§ **Extrait du document**:
=====

01/02/2015 legrandsoir.info  3min #95192

 La Ligue des Droits de l'Homme met en garde contre la perte de libertés

Délit d'opinion en Europe ?

Catherine CARPENTIER

Avec le procès intenté à Turin contre l'écrivain italien Erri de Luca, le délit d'opinion, qu'on croyait depuis longtemps disparu en Europe, est rétabli.

En effet, pour avoir soutenu les actions de sabotage de l'association NO-TAV contre les chantiers de la future ligne à grande vitesse (LGV) Turin-Lyon lors d'un interview dans un journal américain et protesté contre l'occupation militaire du Val di Susa, l'écrivain italien risque jusqu'à cinq ans de prison. La phrase incriminée : « la LGV doit être sabotée et ces actes de sabotage sont nécessaires pour faire comprendre qu'il s'agit d'un chantier inutile et nocif ».

Suite au dépôt de plainte de la société franco-italienne Lyon-Turin-ferroviaire qui mène les travaux, Erri de Luca est poursuivi pour incitation à la violence par le parquet de Turin et appelé à comparaître mercredi 28 janvier.

Tout récemment, les responsables politiques européens tous bords confondus, dont le chef du gouvernement italien Renzi, ont eu beau jeu de défiler à Paris pour la liberté d'expression suite à l'attentat perpétré contre la rédaction de Charlie Hebdo. En réalité, ils ne se réclament de ce principe que pour récupérer le crédit d'image que cela engendre et servir leurs objectifs.

Erri de Luca revendique le droit de déclarer légitime la lutte des habitants de la vallée contre un projet sur-dimensionné, d'un coût exorbitant et comportant de gros risques de pollution.

Désormais, il ne suffit plus de poursuivre les opposants à de tels projets comme s'ils étaient des terroristes, il faut en plus faire taire toutes velléités d'opposition et de solidarité. L'ennemi à combattre devient donc la possibilité même de s'opposer, la liberté de dire non ou d'exprimer un désaccord, dès lors que des intérêts financiers sont en jeu.

Prenons le droit d'affirmer haut et fort ce que nous pensons, faisons front contre tous les dénis de liberté et de démocratie et avec Erri, défendons le droit à une parole libre et contraire.

=====

§ **Données fournies**:
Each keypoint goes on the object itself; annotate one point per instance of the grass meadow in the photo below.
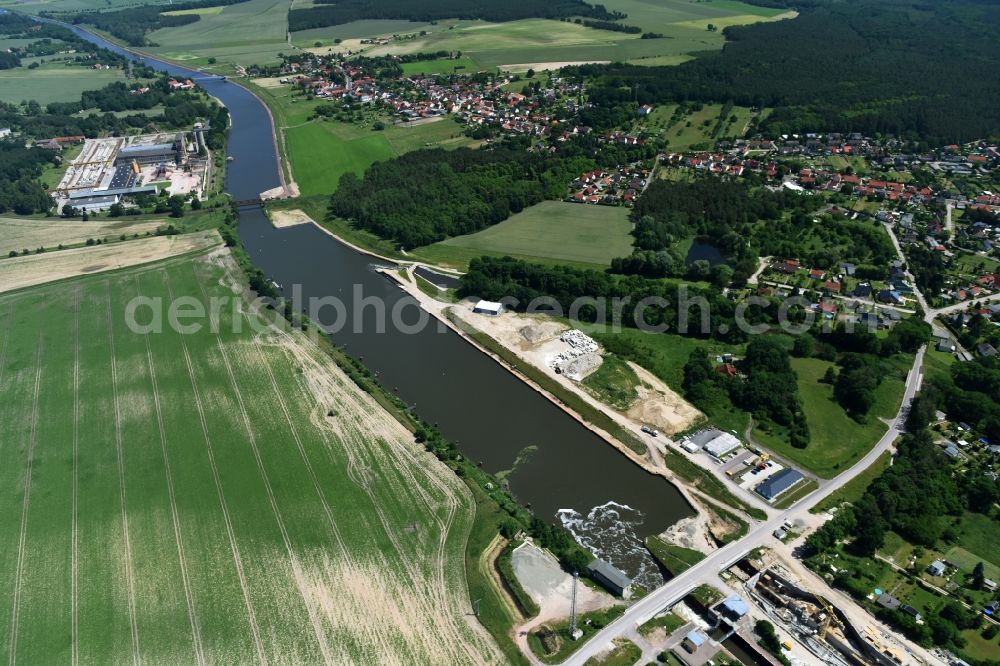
(837, 441)
(683, 23)
(224, 496)
(548, 232)
(247, 33)
(319, 152)
(53, 82)
(461, 65)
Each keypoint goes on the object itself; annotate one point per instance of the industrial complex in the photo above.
(109, 170)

=====

§ **Exercice**:
Recopiez fidèlement le passage de l'article sur le procès d'Erri de Luca compris entre « Erri de Luca revendique » et « sont en jeu. », bornes incluses.

§ **Corrigé**:
Erri de Luca revendique le droit de déclarer légitime la lutte des habitants de la vallée contre un projet sur-dimensionné, d'un coût exorbitant et comportant de gros risques de pollution.

Désormais, il ne suffit plus de poursuivre les opposants à de tels projets comme s'ils étaient des terroristes, il faut en plus faire taire toutes velléités d'opposition et de solidarité. L'ennemi à combattre devient donc la possibilité même de s'opposer, la liberté de dire non ou d'exprimer un désaccord, dès lors que des intérêts financiers sont en jeu.